┌──

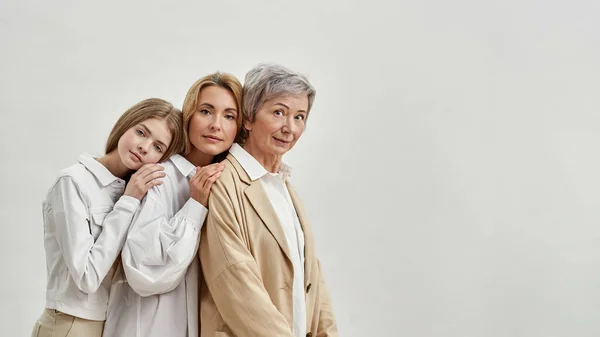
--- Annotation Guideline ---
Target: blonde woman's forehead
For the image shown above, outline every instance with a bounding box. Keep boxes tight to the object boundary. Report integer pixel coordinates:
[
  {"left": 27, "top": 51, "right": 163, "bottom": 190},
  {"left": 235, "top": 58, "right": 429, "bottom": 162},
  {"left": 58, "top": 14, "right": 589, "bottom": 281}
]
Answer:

└──

* _WORK REQUEST_:
Your copy should hold every entry exactly as written, but none of the pictures.

* _ANSWER TO THIS PROBLEM_:
--- Annotation Guideline ---
Target: blonde woman's forehead
For the image shown above, outline every instance with a bounding box. Keep boxes tight to the object boundary. Report integer pixel coordinates:
[
  {"left": 27, "top": 51, "right": 163, "bottom": 190},
  {"left": 235, "top": 58, "right": 429, "bottom": 162},
  {"left": 58, "top": 14, "right": 589, "bottom": 281}
]
Answer:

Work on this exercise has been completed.